PROBLEMS TO SOLVE »
1. According to the mine rescue report, who is the engineer overseeing the drilling?
2. Pick up the mine rescue report after its last sentence and keep writing.

EXERCISE TEXT »
“We can broaden the hole that’s already there with the latest generation machines and using a wider diameter bore…..In ideal conditions, this could take around two months.”
That’s the rescue plan put forward over the weekend of August 29th 2010 by Walter Herrera, Senior Manager with Geotec, a company proposing to rescue the miners well before Christmas.
At time of writing the Chilean government is getting the longer drilling process underway on Monday 30th August 2010. This rescue effort will use a powerful Australian Strata 950 mining machine to drill from scratch, but talks with Geotec are ongoing. The engineer overseeing the drilling is Andrés Sougarret.
As the rescue operation starts on the surface outside the collapsed San Jose mine in northern Chile, a medical team is looking after the miners’ health as well as they can in the circumstances.

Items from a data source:
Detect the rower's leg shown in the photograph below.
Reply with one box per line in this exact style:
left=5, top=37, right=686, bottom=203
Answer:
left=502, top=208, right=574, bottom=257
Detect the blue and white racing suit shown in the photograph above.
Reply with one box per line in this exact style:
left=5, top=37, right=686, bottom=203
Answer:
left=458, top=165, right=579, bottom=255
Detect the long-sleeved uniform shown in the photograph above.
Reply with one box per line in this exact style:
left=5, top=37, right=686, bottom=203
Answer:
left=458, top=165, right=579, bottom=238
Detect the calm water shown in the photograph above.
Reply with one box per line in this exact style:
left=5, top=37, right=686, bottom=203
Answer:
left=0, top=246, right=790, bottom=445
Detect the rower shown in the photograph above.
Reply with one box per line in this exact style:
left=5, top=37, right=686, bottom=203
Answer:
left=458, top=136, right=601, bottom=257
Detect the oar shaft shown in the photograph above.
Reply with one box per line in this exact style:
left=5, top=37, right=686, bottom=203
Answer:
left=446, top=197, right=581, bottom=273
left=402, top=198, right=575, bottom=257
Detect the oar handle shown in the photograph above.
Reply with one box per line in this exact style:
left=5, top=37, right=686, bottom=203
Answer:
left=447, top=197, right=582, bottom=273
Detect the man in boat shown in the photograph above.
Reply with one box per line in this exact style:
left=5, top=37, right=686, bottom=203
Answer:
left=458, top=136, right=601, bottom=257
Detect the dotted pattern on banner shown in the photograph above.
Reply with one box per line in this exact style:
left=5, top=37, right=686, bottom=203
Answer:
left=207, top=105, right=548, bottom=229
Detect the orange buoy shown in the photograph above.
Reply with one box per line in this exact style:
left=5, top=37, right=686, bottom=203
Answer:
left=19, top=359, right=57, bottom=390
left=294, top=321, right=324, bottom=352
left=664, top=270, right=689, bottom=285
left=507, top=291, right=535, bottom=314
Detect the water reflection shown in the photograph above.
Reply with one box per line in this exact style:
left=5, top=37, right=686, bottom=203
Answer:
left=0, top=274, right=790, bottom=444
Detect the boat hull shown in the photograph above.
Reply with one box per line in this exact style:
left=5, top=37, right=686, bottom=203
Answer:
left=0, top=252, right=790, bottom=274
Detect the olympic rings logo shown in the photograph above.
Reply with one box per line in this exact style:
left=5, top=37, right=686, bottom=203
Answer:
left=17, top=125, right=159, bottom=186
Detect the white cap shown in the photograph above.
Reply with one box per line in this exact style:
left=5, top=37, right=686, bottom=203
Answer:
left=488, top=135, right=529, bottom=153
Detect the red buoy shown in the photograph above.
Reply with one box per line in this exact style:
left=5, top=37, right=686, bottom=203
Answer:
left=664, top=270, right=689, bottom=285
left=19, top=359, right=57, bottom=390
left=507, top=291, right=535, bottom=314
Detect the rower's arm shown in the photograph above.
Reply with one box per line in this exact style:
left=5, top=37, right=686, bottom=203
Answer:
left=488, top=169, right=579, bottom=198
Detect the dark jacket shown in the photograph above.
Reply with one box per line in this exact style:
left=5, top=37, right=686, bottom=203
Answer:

RESPONSES IN ORDER »
1. Andrés Sougarret

2.
The 33 miners have been advised to relocate to a drier part of the mine. One of the big health risks they face as they are forced to settle in underground for at least two months is humidity. In temperatures of more than 32 degrees, high humidity can quickly create sanitary problems and health problems. Any infection in such damp conditions can quickly spread and become serious. The Chilean minister of mining, Laurence Golborne – who has many questions to answer about the behaviour of the San Jose mine owners – said the miners would relocate to a drier shelter underground.
His health counterpart, Jaime Manalich, added that the men were being given high quality rations to keep them well and boost their resistance. There are reasonably clean sources of water down in the mine and water purifying tablets are being passed down to the miners to ensure their water is drinkable. They have also been able to change their clothes after weeks wearing the same ones.
Over the weekend the miners were vaccinated against tetanus, diphtheria, flu and pneumococcus. The vaccinations were administered by one of the miners, Johnny Barrios, who has undertaken nursing training.
To maintain morale and try to avert psychological and emotional problems, the men are in contact with their families. They talk by radio-telephone, exchange written messages and make videos.
The contact is of course vital for the relatives of the miners too. Speaking after a phone call to her husband Jessica Cortez, wife of trapped miner Victor Zamora, said she had very mixed emotions. “It was a short conversation” she said. “Lovely. We needed to talk to calm ourselves.”
Another miner’s wife Jessica Chille simply said that – understandably – hearing her husband Dario’s voice was a huge relief.